Using the records below, output the stretch that opens with the line containing "Target: weathered wooden wall" and closes with the line containing "Could you spot the boy's short", exactly and including both lines, with nothing more.

== Segment start ==

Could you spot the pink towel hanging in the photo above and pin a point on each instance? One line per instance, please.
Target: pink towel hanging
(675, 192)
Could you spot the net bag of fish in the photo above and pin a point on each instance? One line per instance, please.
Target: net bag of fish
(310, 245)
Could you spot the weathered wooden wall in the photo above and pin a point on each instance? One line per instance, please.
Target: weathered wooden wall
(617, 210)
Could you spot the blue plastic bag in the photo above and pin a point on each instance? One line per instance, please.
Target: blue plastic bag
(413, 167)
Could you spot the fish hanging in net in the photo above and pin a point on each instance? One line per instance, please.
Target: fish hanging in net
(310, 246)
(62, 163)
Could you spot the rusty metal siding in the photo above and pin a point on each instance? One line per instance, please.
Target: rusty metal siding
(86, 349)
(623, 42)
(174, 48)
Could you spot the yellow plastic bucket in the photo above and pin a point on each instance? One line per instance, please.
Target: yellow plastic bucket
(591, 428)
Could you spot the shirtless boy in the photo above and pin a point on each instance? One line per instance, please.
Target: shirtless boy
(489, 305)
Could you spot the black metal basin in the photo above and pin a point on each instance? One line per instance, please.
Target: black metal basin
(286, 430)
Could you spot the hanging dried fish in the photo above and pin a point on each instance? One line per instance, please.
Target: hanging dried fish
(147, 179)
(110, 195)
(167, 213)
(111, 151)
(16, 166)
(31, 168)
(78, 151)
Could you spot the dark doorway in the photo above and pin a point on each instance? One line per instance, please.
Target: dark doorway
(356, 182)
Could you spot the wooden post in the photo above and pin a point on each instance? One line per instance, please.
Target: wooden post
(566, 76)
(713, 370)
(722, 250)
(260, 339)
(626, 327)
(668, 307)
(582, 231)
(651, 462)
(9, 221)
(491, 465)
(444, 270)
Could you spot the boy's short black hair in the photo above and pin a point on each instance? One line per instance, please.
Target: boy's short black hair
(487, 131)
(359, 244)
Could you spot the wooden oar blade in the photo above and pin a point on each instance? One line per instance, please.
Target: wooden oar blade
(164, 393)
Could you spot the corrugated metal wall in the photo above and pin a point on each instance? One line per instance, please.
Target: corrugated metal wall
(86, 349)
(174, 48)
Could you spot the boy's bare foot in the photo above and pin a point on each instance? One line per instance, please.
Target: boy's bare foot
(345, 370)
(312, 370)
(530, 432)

== Segment end ==

Solution for this exercise:
Target: weathered wooden wall
(617, 210)
Could you spot the blue plastic bag in the photo above and pin a point on each instance? One line per instance, please.
Target: blue plastic bag
(413, 167)
Could you spot the fish hanging in net in the photo above and pin a point on each instance? One line per instance, please.
Target: fish hanging in net
(310, 246)
(62, 163)
Could you spot the rusty metal siding in the photo above and pin a point on each instance? One line per instance, please.
Target: rusty metal siding
(86, 349)
(623, 42)
(174, 48)
Could you spot the yellow plastic bucket in the photo above and pin a point on each instance? One line per instance, please.
Target: yellow plastic bucket
(591, 428)
Could you spot the shirtless boy in the photo above and pin a point on each instance? One line per instance, please.
Target: shirtless boy
(489, 305)
Could you spot the black metal basin in the photo above and pin a point on each instance? One line per instance, please.
Target: black metal basin
(286, 430)
Could you spot the hanging dried fish in the photo above and pin a point on each instance? One line per instance, please.
Target: hanging dried fish
(147, 179)
(110, 195)
(167, 213)
(111, 151)
(16, 166)
(31, 168)
(78, 151)
Could you spot the dark doorway in the photo above and pin a point on each instance? One line per instance, please.
Target: dark doorway
(356, 182)
Could you spot the wooden post in the photo above and pin a point on each instance? One line per instance, please.
Target: wooden post
(566, 76)
(713, 370)
(722, 250)
(260, 339)
(626, 327)
(668, 307)
(582, 231)
(651, 462)
(9, 221)
(491, 465)
(444, 270)
Could you spot the boy's short black hair in the photo above and pin a point on each instance? One line per instance, please.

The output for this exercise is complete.